Records provided -

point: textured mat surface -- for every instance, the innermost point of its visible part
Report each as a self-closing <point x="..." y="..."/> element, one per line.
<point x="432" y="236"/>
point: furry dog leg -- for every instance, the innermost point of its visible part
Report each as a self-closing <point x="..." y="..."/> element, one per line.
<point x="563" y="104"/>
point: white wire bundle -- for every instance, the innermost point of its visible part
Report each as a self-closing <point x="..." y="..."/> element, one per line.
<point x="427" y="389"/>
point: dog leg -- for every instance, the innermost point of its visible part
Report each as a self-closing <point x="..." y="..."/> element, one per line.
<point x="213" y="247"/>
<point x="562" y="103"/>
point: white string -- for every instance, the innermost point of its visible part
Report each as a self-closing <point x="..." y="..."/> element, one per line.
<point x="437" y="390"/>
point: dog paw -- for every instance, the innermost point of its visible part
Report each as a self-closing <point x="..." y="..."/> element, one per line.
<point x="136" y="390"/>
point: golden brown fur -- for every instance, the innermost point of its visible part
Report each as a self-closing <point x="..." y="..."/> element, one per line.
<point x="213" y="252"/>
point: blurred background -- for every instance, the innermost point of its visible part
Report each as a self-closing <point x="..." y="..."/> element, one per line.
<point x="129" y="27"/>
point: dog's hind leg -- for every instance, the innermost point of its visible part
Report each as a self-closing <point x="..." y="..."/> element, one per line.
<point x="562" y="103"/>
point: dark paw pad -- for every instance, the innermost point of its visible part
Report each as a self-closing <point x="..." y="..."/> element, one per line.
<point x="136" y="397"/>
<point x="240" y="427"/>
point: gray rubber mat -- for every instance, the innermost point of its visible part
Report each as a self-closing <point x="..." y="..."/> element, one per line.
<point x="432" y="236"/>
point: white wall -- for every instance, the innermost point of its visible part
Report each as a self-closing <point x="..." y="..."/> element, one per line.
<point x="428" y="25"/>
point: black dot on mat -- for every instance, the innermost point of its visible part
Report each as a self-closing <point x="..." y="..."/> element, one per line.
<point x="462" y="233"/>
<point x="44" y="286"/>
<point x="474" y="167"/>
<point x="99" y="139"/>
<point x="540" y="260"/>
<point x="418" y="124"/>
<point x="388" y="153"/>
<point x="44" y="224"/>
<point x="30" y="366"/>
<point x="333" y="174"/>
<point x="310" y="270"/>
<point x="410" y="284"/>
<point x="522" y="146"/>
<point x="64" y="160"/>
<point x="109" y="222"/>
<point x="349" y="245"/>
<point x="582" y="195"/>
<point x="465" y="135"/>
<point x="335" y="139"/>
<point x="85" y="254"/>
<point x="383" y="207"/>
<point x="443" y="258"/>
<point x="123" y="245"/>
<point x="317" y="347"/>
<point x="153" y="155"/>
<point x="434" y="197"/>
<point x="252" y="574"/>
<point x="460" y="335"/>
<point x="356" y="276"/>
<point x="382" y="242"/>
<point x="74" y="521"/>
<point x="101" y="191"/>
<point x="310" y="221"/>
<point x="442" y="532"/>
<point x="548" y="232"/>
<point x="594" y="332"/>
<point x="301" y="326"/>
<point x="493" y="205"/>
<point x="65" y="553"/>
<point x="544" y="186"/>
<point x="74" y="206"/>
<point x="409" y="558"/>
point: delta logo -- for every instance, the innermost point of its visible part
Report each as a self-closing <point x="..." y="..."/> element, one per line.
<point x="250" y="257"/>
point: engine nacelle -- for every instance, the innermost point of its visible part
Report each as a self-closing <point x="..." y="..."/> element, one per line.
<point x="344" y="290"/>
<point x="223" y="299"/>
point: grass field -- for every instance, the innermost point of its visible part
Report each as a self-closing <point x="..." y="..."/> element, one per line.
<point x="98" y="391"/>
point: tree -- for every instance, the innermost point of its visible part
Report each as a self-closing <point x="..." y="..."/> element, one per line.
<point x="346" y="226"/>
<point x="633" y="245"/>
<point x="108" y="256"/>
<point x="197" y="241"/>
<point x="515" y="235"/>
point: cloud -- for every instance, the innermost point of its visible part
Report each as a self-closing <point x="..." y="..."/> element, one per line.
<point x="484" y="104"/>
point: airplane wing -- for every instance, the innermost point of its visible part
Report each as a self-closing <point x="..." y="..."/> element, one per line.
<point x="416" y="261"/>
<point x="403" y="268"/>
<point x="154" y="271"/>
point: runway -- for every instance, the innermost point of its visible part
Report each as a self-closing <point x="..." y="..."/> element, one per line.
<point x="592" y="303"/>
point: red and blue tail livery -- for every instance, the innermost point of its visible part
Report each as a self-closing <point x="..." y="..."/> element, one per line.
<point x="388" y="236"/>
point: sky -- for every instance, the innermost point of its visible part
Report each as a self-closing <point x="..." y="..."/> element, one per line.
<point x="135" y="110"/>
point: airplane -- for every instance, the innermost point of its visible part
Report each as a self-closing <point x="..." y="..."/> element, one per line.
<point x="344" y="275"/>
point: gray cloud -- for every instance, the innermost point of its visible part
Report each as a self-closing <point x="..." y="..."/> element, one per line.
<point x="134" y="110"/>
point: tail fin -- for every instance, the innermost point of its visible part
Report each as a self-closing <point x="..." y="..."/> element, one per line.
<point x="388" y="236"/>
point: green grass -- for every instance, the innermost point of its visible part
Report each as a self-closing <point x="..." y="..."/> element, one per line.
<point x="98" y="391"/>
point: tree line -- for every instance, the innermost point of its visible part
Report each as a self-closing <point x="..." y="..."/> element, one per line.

What the exercise asks - With the records above in view, retype each one exactly.

Result -
point: textured mat surface -- for every instance, the innermost point of its visible part
Report each as a self-closing <point x="..." y="..."/> element, one per line.
<point x="432" y="236"/>
point: furry dog leg -- for every instance, the innermost point of its visible part
Report each as a self-closing <point x="..." y="..."/> element, one per line.
<point x="563" y="104"/>
point: white wire bundle -- for every instance, the innermost point of its visible part
Report each as a self-closing <point x="..." y="..."/> element, one per line.
<point x="427" y="389"/>
point: dog leg -- for every instance, the innermost point of its visible part
Report each as a self-closing <point x="..." y="..."/> element, one per line.
<point x="213" y="247"/>
<point x="562" y="103"/>
point: white string -- for every instance, the innermost point of its visible part
Report each as a self-closing <point x="..." y="..."/> element, one per line.
<point x="437" y="390"/>
point: dog paw -- for every instance, the innermost point of its visible part
Report each as a self-closing <point x="..." y="..."/> element, one per line.
<point x="136" y="390"/>
point: golden brown fur -- for every instance, the innermost point of its visible part
Report each as a self-closing <point x="..." y="..."/> element, one per line.
<point x="213" y="252"/>
point: blurred background -- for every instance, the innermost point of its visible part
Report each as a self-closing <point x="..." y="..."/> element, one per line.
<point x="129" y="27"/>
point: dog's hind leg -- for every instance, the innermost point of its visible part
Report each as a self-closing <point x="..." y="..."/> element, one per line.
<point x="562" y="103"/>
point: dark paw pad -- for every instance, the innermost point of its visible part
Report each as a self-closing <point x="..." y="..."/> element, one per line.
<point x="136" y="397"/>
<point x="240" y="427"/>
point: gray rubber mat -- for every instance, the innermost point of its visible part
Report each as a self-closing <point x="..." y="..."/> element, one per line.
<point x="432" y="236"/>
point: white wall -- for every instance, the innermost point of its visible part
Report each as a self-closing <point x="..." y="..."/> element, one per line.
<point x="428" y="25"/>
point: black dot on mat -- for every instance, the innermost point of its visible part
Report each as a self-closing <point x="..." y="..."/> element, one per line.
<point x="462" y="233"/>
<point x="44" y="286"/>
<point x="474" y="167"/>
<point x="99" y="139"/>
<point x="540" y="260"/>
<point x="418" y="124"/>
<point x="388" y="153"/>
<point x="44" y="224"/>
<point x="30" y="366"/>
<point x="333" y="174"/>
<point x="310" y="270"/>
<point x="410" y="284"/>
<point x="522" y="146"/>
<point x="64" y="160"/>
<point x="109" y="222"/>
<point x="349" y="245"/>
<point x="582" y="195"/>
<point x="465" y="135"/>
<point x="335" y="139"/>
<point x="85" y="254"/>
<point x="383" y="207"/>
<point x="443" y="258"/>
<point x="123" y="245"/>
<point x="317" y="347"/>
<point x="153" y="155"/>
<point x="434" y="197"/>
<point x="252" y="574"/>
<point x="460" y="335"/>
<point x="356" y="276"/>
<point x="382" y="242"/>
<point x="74" y="521"/>
<point x="101" y="191"/>
<point x="310" y="221"/>
<point x="442" y="532"/>
<point x="548" y="232"/>
<point x="594" y="332"/>
<point x="301" y="326"/>
<point x="493" y="205"/>
<point x="65" y="553"/>
<point x="544" y="186"/>
<point x="74" y="206"/>
<point x="409" y="558"/>
point: delta logo -- for every instance, the innermost point of its visible part
Report each as a self-closing <point x="..." y="..."/> element, one per line.
<point x="250" y="257"/>
point: engine nacelle -- for every instance, the innermost point of its visible part
Report each as a self-closing <point x="..." y="..."/> element, one per line.
<point x="344" y="290"/>
<point x="223" y="299"/>
point: grass field -- for every instance, the innermost point of its visible part
Report each as a self-closing <point x="..." y="..."/> element, one per line.
<point x="98" y="391"/>
point: tree -- for every instance, the innermost point of its visible part
Report each as a self-closing <point x="..." y="..."/> element, one per line.
<point x="346" y="226"/>
<point x="633" y="245"/>
<point x="108" y="256"/>
<point x="197" y="241"/>
<point x="515" y="235"/>
point: cloud -- for every instance, the innermost point of its visible part
Report each as a self-closing <point x="..." y="..."/> element, one per line.
<point x="484" y="104"/>
point: airplane wing -- for every instance, the innermost point of its visible part
Report each as a self-closing <point x="..." y="..."/> element, one per line.
<point x="416" y="261"/>
<point x="403" y="268"/>
<point x="154" y="271"/>
point: runway -- for every instance, the innermost point of its visible part
Report each as a self-closing <point x="..." y="..."/> element, one per line.
<point x="592" y="303"/>
point: red and blue tail livery -- for every instance, the innermost point of its visible part
Report each as a self-closing <point x="..." y="..."/> element, one per line.
<point x="388" y="236"/>
point: sky -- for every instance, the innermost point of its visible part
Report each as a self-closing <point x="..." y="..."/> element, one per line.
<point x="135" y="110"/>
point: airplane -- for every instance, the innermost point of its visible part
Report each as a self-closing <point x="..." y="..."/> element, one per line.
<point x="344" y="275"/>
point: gray cloud -- for every instance, the innermost point of its visible part
Report each as a self-closing <point x="..." y="..."/> element, one per line.
<point x="134" y="110"/>
point: tail fin -- for every instance, the innermost point of its visible part
Report each as a self-closing <point x="..." y="..."/> element, one per line.
<point x="388" y="236"/>
point: green grass -- for every instance, the innermost point of its visible part
Report each as a self-closing <point x="..." y="..."/> element, one per line.
<point x="98" y="391"/>
point: tree line -- for every instance, the innermost point of its visible part
Report each as a self-closing <point x="..." y="..."/> element, one per line.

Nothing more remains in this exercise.